PROBLEMS AND TASKS:
(a) Answer these questions using the text on the PIHit locus:
(i) Which mouse genome assembly was the UCSC Genome Browser window made from?
(ii) How many CpG does the PIHit DMR contain?
(iii) Which restriction enzyme was used to estimate allelic methylation levels of the PIHit DMR?
(b) Extend the text on the PIHit locus beyond its final sentence.

TEXT EXCERPT:
:::::

Mapping of a discrete differentially methylated region at PIHit locus. (A) The figure displays the PIHit locus into a UCSC Genome Browser window obtained on the mouse July 2007/mm9 assembly (chr7:149 800 531–149 818 019). It shows the sequence conservation index (‘Mammal Cons.’ lane) and the location of repeats (black boxes; ‘RepeatMasker’ lane). One can note that the HRS2 contains a sequence (chr7:149 812 622–149 812 856) that is highly conserved in mammals (black vertical arrow). The positions of the PIHit DMR (see below) and of a CpG-rich sequence (CpG1) are indicated below the UCSC window. The transcribed region is depicted in grey. (B) The methylation pattern of the HRS2 sequence was determined in the 7-days-old mouse liver by bisulphite sequencing. The mean methylation levels (%) of each CpG of the PIHit DMR are indicated on the figure. A discrete differentially methylated region (PIHit DMR), containing only three CpG and corresponding to a sequence highly conserved in mammals (see above), is significantly more methylated on the maternal than on the paternal chromosome (P = 0.0233; n = 54; Mann–Whitney U-test). No significant difference was found outside this region (P = 0.1539; n = 54; Mann–Whitney U-test). (C) Allelic methylation levels of the PIHit DMR were estimated in the mouse liver, at the indicated developmental stages (NB: newborn), by digestion of the genomic DNA with the methylation-sensitive BceAI restriction enzyme and quantifications by allele-specific qPCR. Noteworthy, this BceAI site encompasses the CpG dinucleotide that displayed the strongest difference of allelic methylation in the bisulphite experiment (58/26%) (Figure 7B). Error bars represent SEM of quantifications performed on at least two independent BceAI digestions.

:::::

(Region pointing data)
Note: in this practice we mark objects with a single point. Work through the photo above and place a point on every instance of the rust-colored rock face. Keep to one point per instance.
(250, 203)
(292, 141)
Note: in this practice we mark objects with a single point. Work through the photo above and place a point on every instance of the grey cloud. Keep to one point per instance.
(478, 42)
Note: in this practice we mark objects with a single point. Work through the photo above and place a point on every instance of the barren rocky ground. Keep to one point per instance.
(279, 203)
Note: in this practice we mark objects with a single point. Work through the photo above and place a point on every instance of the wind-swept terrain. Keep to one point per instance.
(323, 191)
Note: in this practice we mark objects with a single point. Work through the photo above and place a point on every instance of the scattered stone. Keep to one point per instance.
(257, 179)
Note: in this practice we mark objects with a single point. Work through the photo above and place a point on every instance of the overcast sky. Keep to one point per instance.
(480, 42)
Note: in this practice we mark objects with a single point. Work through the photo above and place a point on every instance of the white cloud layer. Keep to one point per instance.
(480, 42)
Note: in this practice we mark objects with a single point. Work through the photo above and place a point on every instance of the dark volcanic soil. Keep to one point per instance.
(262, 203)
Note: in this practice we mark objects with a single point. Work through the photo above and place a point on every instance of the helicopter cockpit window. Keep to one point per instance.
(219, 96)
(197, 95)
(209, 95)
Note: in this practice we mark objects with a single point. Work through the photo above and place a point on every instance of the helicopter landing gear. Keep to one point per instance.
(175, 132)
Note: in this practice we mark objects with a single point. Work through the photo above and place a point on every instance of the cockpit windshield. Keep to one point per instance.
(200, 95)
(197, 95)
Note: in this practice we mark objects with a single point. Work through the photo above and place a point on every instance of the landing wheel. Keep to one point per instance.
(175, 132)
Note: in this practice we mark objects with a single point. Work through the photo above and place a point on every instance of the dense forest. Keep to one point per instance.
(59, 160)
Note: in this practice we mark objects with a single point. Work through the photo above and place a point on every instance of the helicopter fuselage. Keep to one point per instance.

:::::

TASK RESULTS:
(a)
(i) The mouse July 2007/mm9 assembly.
(ii) Three.
(iii) BceAI.

(b)
Figure 8.

Model for tri-dimensional folding of the mouse Igf2/H19 locus on the paternal allele. This model is based on the 3C-qPCR data obtained in the 7-days-old mouse liver (Figures 1–3). On the paternal chromosome, the endodermal enhancers, located downstream the H19 gene, interact either with the Igf2 DMRs or with the PIHit locus. These two types of interactions appear to be exclusive, suggesting that they are hampering each other. Therefore, we propose that two alternative chromatin hubs (grey ovals) may occur at this locus on the paternal chromosome. In the first one, the enhancers would interact with the methylated Igf2 DMRs leading to high Igf2 gene expression. A second type of chromatin hub would form when the PIHit locus is entering the hub to interact with the enhancers resulting in PIHit RNA expression and exclusion of the Igf2 DMR, thus contributing to fine tuning of Igf2 expression. These distinct chromatin hubs may form either stably, via chromatin loops, in two separate liver cell populations or they may occur in a more dynamic way through transient but specific interactions that take place in the whole cell population analysed. Note that, according to this model, both ends of the Igf2/H19 locus and a region downstream of the PIHit sequence are found in close spatial vicinity. Interestingly, in the human, chromatin folding on the paternal chromosome is mediated through a network of CTCF/Cohesin contacts that involves these three regions (18).